**SET TASK:**
Copy everything from the line containing "Q: In the image above, where is the drawer" down to the line containing "473 70 540 253", renaming "electrical outlet" to "wall socket" and leaving everything else unchanged.

Source data:
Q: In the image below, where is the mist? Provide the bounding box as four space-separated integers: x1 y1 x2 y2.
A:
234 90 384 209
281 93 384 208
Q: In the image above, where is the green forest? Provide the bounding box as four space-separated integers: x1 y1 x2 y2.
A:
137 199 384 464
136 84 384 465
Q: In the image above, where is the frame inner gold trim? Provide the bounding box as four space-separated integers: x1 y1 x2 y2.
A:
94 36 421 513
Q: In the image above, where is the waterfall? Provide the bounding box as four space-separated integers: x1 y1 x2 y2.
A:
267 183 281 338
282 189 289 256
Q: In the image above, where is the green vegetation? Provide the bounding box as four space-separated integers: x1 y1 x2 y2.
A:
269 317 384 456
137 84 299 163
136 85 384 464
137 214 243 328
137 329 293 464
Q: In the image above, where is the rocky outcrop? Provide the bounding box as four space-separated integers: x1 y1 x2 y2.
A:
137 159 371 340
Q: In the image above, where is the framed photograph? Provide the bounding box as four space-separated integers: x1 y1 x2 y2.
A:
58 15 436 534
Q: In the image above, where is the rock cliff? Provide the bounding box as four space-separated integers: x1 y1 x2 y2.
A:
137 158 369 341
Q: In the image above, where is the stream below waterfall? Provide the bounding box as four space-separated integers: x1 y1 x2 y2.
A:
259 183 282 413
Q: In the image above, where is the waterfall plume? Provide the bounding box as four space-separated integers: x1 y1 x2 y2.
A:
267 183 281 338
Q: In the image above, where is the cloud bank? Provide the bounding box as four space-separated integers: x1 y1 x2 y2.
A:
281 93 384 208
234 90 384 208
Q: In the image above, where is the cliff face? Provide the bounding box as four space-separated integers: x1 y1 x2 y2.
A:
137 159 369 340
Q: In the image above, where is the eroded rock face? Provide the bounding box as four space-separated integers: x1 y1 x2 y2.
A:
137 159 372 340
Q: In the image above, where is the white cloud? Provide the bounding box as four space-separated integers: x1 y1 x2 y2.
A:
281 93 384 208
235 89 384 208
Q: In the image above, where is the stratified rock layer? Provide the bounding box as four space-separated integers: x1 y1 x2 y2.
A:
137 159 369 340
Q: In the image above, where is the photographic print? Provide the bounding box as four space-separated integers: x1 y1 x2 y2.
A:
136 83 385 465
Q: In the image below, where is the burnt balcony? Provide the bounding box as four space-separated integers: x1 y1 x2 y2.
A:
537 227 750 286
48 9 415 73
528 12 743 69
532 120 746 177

...

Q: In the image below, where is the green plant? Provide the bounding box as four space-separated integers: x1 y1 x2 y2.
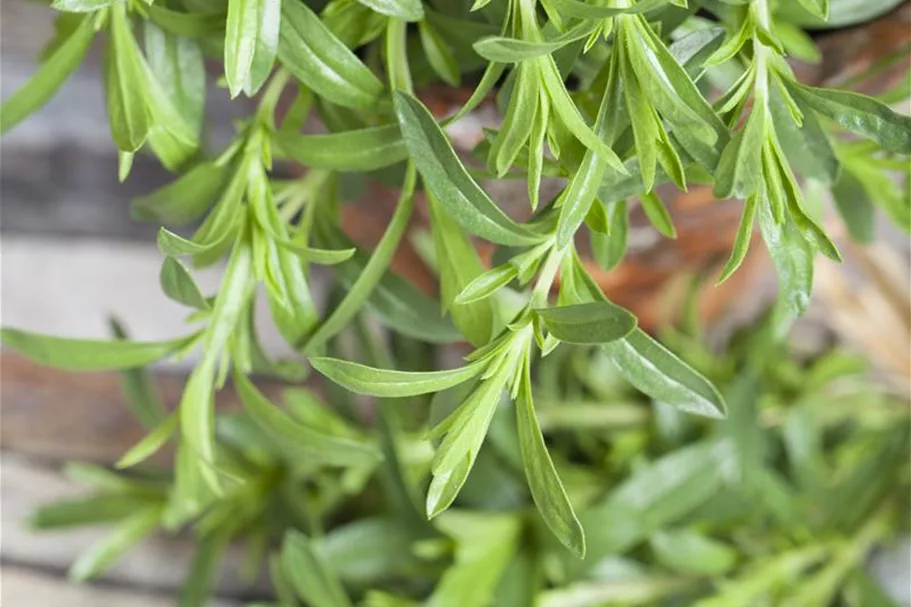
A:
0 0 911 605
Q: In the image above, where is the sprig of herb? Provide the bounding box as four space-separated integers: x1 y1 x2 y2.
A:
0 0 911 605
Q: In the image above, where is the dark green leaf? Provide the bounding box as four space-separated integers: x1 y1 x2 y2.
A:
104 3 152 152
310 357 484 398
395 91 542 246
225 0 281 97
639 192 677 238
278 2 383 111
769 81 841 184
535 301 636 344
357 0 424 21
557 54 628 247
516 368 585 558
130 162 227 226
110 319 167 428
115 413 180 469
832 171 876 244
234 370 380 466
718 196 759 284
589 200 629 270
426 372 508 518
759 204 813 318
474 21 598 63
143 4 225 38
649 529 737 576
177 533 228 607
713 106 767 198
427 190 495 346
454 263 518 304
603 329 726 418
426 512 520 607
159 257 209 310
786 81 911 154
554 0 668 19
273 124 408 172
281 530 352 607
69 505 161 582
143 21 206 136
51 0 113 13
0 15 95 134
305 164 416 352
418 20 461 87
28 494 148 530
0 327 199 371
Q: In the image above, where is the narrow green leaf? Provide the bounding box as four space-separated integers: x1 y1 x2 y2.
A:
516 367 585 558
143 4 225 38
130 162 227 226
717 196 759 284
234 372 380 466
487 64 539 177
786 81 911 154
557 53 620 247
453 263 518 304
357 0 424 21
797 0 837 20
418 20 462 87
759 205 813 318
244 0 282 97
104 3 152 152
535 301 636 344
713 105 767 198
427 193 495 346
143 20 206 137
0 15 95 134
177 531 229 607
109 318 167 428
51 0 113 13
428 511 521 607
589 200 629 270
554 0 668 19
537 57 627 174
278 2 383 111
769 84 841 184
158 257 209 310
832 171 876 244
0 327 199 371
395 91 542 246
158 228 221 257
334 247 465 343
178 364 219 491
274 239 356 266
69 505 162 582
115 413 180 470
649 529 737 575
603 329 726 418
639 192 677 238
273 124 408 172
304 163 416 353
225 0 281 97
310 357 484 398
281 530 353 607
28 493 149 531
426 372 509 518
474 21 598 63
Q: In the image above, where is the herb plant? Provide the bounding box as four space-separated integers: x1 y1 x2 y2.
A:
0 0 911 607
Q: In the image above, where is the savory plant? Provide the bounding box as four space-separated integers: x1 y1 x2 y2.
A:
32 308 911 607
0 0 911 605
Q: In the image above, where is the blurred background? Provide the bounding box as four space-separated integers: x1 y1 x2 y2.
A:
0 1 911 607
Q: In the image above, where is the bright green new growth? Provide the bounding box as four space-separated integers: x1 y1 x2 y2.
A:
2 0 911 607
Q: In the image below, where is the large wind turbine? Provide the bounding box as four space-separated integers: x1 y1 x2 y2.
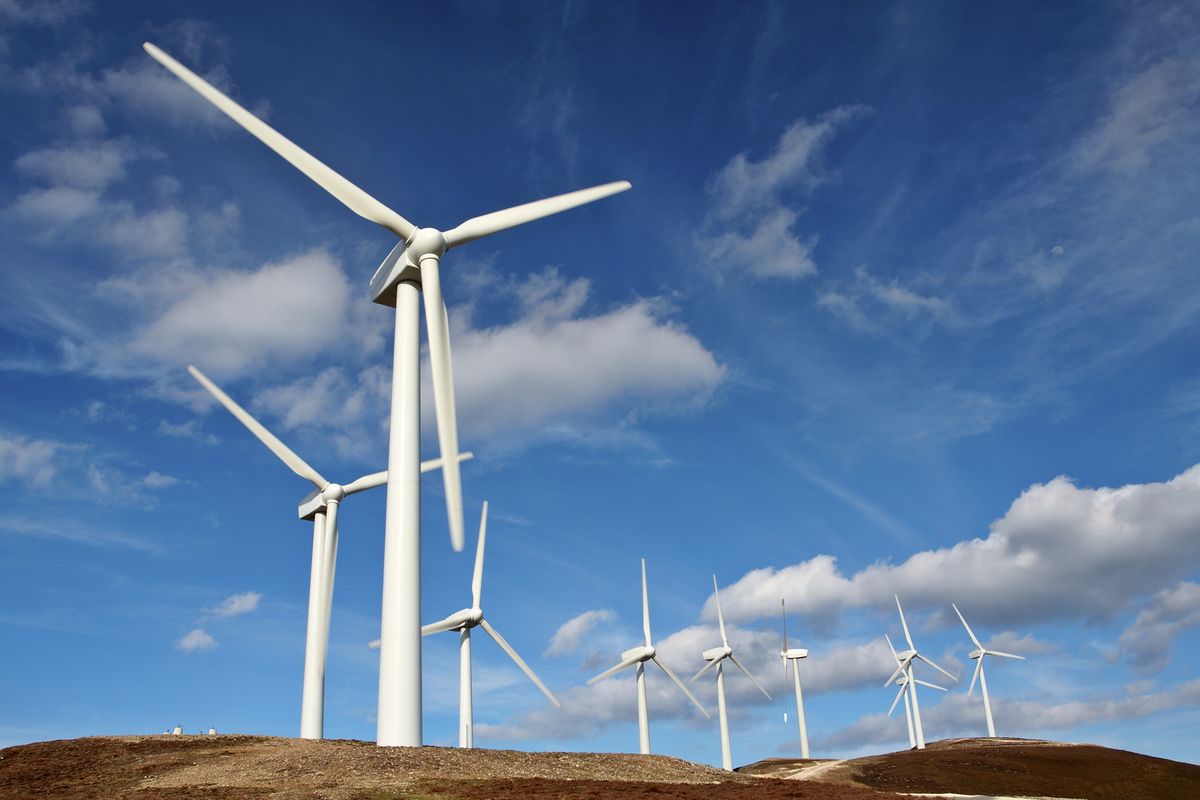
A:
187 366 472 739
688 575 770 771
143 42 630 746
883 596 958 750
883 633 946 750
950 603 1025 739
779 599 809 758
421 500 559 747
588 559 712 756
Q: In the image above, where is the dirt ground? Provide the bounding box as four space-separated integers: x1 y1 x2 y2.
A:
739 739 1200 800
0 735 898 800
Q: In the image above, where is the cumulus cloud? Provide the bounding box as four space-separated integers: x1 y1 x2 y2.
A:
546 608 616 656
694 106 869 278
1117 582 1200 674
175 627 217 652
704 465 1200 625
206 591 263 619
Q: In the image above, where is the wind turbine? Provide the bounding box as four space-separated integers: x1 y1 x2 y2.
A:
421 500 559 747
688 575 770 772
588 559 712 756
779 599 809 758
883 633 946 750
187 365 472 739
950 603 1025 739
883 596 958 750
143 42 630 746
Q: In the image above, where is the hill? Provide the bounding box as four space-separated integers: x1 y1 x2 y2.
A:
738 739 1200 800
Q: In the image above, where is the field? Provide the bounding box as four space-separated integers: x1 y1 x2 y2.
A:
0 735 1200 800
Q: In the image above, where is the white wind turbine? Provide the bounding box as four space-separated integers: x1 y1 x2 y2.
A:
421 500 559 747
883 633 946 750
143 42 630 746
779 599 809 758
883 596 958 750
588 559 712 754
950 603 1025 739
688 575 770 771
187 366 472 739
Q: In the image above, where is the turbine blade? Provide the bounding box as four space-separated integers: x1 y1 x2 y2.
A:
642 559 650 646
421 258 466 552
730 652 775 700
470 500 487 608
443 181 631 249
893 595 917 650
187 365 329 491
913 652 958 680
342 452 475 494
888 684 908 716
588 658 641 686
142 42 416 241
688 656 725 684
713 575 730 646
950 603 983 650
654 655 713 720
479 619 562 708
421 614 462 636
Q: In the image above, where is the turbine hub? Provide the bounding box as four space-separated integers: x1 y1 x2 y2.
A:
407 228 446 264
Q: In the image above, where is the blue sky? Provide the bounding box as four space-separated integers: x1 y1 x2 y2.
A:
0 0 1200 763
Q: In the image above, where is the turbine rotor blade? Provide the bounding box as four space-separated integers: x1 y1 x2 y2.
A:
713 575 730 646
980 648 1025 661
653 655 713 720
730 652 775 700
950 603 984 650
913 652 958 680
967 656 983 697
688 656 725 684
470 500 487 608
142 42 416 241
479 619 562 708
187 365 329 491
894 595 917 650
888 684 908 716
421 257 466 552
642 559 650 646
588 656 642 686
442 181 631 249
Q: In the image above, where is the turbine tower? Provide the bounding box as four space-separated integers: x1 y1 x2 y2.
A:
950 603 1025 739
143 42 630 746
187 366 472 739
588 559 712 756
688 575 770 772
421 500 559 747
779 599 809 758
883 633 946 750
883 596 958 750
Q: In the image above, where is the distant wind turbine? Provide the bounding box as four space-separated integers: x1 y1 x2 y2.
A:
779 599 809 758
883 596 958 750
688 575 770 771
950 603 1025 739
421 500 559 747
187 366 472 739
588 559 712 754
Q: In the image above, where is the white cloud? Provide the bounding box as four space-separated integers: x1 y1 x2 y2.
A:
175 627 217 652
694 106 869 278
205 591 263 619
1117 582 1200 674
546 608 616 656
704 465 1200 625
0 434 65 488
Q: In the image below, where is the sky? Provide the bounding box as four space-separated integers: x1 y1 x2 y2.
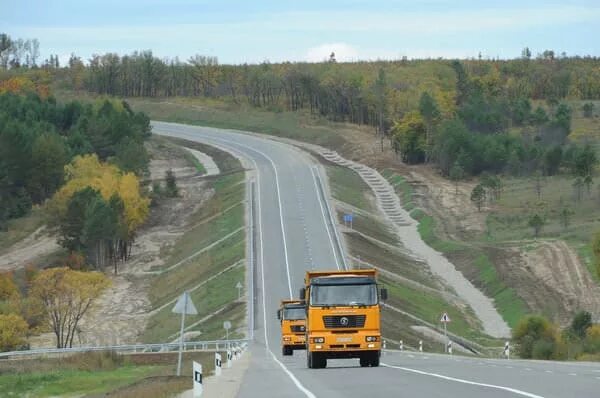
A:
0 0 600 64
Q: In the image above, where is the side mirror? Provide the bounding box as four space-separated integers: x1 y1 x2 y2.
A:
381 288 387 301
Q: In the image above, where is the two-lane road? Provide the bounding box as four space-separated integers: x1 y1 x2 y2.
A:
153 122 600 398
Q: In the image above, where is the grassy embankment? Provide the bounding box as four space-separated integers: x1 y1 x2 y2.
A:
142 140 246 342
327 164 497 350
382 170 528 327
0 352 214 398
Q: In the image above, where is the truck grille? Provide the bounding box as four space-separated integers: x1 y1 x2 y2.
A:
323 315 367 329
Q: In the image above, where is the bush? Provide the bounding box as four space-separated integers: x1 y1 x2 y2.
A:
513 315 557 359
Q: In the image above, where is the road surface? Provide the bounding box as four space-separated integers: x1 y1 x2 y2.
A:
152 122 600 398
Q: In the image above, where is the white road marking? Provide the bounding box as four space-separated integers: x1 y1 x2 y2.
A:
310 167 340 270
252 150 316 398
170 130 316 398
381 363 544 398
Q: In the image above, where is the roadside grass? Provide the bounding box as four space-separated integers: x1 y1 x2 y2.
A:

* * *

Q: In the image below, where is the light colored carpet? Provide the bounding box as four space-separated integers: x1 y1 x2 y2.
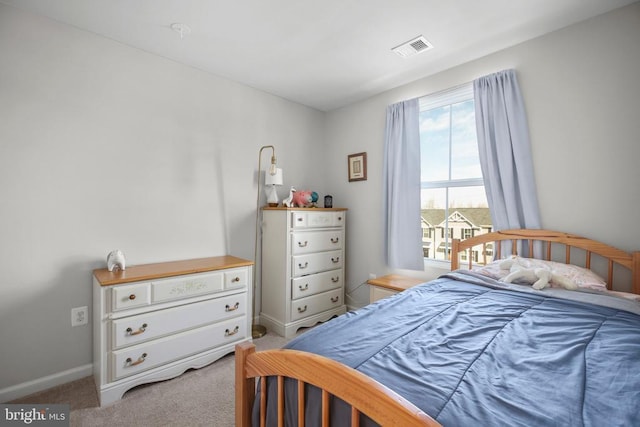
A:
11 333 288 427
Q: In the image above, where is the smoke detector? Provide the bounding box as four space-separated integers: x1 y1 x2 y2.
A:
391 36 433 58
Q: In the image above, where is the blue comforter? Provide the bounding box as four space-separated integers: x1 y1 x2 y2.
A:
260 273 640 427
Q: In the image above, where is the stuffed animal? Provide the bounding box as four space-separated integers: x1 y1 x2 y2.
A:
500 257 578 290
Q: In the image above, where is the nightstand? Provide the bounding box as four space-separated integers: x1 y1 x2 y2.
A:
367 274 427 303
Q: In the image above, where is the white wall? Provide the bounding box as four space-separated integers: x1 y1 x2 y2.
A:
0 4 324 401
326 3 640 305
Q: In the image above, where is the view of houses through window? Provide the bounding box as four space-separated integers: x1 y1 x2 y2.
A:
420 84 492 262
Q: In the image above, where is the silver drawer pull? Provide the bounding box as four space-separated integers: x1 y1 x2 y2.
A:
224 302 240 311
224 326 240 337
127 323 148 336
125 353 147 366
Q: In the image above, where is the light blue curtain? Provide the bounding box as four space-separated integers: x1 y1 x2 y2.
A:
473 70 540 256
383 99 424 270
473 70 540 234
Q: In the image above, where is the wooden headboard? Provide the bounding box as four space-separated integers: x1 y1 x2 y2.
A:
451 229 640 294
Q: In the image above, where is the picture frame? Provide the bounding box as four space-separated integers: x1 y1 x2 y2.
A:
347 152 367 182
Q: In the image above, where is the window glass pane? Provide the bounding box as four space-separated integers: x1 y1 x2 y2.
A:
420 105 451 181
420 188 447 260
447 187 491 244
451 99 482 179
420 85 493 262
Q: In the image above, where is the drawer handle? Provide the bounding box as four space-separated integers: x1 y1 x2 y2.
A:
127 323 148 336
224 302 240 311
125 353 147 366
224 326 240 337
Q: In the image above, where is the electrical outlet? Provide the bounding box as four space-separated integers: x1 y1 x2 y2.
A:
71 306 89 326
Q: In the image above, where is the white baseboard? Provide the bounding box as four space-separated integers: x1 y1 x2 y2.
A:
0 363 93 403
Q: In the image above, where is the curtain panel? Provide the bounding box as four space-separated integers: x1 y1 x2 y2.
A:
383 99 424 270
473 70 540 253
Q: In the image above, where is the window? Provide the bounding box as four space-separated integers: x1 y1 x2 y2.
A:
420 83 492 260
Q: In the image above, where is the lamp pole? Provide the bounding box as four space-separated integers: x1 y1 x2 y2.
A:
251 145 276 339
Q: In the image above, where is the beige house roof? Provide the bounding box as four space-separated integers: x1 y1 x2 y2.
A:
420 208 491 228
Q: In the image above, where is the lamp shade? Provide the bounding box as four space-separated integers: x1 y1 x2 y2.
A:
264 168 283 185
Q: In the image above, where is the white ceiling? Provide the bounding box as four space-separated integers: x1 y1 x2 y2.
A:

**WRITTEN REPLY:**
Q: In the image above, where is the drawer handle? Provide the bounding box as four space-separated integers: x1 y1 x2 y2.
A:
127 323 148 336
224 302 240 311
125 353 147 366
224 326 240 337
Q: In the image above, where is the wall socket? Provide the bounding box as four space-separated integers: x1 y1 x2 y2.
A:
71 306 89 326
Q: In the image above, where is the white baseboard? Provide the bounding box as four space-separated integers: x1 y1 x2 y2.
A:
0 363 93 403
Q: In the image above, where is the curtain panel? Provide the bounding box as four space-separated integers: x1 y1 x2 y2.
A:
383 99 424 270
473 70 540 253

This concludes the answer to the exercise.